> **Tasks to complete**
1. Reproduce verbatim the part of the yakiniku blog post below that opens with the words containing "TOUKA 東家 Japanese" and closes with "it's so amazing.".
2. In the yakiniku blog post below, which group's chain of restaurants popularized yakiniku in Sydney?

> **Document text**
......

Showing posts with label West. Show all posts
Showing posts with label West. Show all posts

Sunday, 19 August 2018

TOUKA 東家 Japanese Yakiniku Restaurant & Bar - Parramatta, NSW

The Mrs and I have been to Touka once before and during that first dinner, we were so impressed with the decor, the food and the concept that I named it one of the top 10 Japanese restaurants in Parramatta. Today, the Mrs and I were lucky enough to have been invited back to try their new lunch menu and boy, were we even more impressed! 



Before we jump straight into it, the Mrs and I were discussing this earlier today and it occurred to us that westies might not have an idea about what Yakiniku is and what's differentiates it from other table-top barbecue experiences (i.e. the more commonly found Korean BBQ and Chinese style skewer barbecue). Since more yakiniku restaurants are now open in the west, it should be about time that we spread awareness about why people should know about yakiniku and why it's so amazing.

What is yakiniku?

Yakiniku (焼肉) quite literally translates into "grilled meat" and is the Japanese form of table top barbecue. If my facts are correct, this method of eating was introduced to Japan as "Korean cuisine" and became wide-spread in Japan after the second world war. This will be why a number of cuts found in yakiniku have Japanese translated names of cuts you would regularly find in KBBQ (i.e Karubi). In Sydney, the practice was popularised by the chain of restaurants opened by I's Group (Rengaya, Suminoya and Koh-ya) and is quite common place in the city's CBD and northern suburbs. It's only within the last few years that I've seen yakiniku restaurants open up west-way (with the most recent addition being Yakiniku Kosu in Castle Towers).

How is it different from Korean BBQ?

You might say "isn't it exactly the same as Korean BBQ? You still grill meat on a table don't you?"...well, if this is your response I urge you to try Yakiniku once and tell me it's the same. Though the roots of yakiniku might well be Korean, the methodology and execution behind it is so, SO different. Like with everything the Japanese take in, they really put the effort into honing it, perfecting it and elevating something simple into something spectacular. Whereas with Korean BBQ, you have some decently good quality meat that's grilled tabletop, no different from how you would grill a steak at home...yakiniku serves the various cuts of meat in thin, bite size slices and from the moment you bite into any piece of yakiniku meat, you can already tell that the quality is so much higher.

......

> **Object pointing dataset rows**
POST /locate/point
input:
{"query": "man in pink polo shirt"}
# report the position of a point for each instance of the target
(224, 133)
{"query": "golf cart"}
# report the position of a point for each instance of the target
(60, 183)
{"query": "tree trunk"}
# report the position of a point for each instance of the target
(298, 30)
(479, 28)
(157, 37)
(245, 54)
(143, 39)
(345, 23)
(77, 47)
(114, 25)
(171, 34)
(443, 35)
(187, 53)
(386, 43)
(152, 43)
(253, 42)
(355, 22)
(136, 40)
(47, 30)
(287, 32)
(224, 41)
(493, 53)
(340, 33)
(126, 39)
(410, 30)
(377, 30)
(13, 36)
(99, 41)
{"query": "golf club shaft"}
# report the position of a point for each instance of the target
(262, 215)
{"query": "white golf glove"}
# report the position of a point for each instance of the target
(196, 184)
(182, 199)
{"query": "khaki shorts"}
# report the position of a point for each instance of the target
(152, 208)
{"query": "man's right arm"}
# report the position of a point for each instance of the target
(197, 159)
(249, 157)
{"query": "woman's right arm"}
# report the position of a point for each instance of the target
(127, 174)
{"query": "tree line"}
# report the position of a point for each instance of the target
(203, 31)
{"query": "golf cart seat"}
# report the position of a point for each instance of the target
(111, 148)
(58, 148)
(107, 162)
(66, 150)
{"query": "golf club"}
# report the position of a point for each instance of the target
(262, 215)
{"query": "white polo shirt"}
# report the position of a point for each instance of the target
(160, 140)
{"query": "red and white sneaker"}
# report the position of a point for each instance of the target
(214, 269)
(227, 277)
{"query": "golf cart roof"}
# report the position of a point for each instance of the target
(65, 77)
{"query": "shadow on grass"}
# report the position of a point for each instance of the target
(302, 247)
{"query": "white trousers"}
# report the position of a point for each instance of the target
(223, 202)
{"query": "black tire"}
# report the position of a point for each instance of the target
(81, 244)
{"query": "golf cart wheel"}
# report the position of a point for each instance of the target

......

> **Expected answers**
1.
TOUKA 東家 Japanese Yakiniku Restaurant & Bar - Parramatta, NSW

The Mrs and I have been to Touka once before and during that first dinner, we were so impressed with the decor, the food and the concept that I named it one of the top 10 Japanese restaurants in Parramatta. Today, the Mrs and I were lucky enough to have been invited back to try their new lunch menu and boy, were we even more impressed! 



Before we jump straight into it, the Mrs and I were discussing this earlier today and it occurred to us that westies might not have an idea about what Yakiniku is and what's differentiates it from other table-top barbecue experiences (i.e. the more commonly found Korean BBQ and Chinese style skewer barbecue). Since more yakiniku restaurants are now open in the west, it should be about time that we spread awareness about why people should know about yakiniku and why it's so amazing.

2. I's Group, through its restaurants Rengaya, Suminoya and Koh-ya.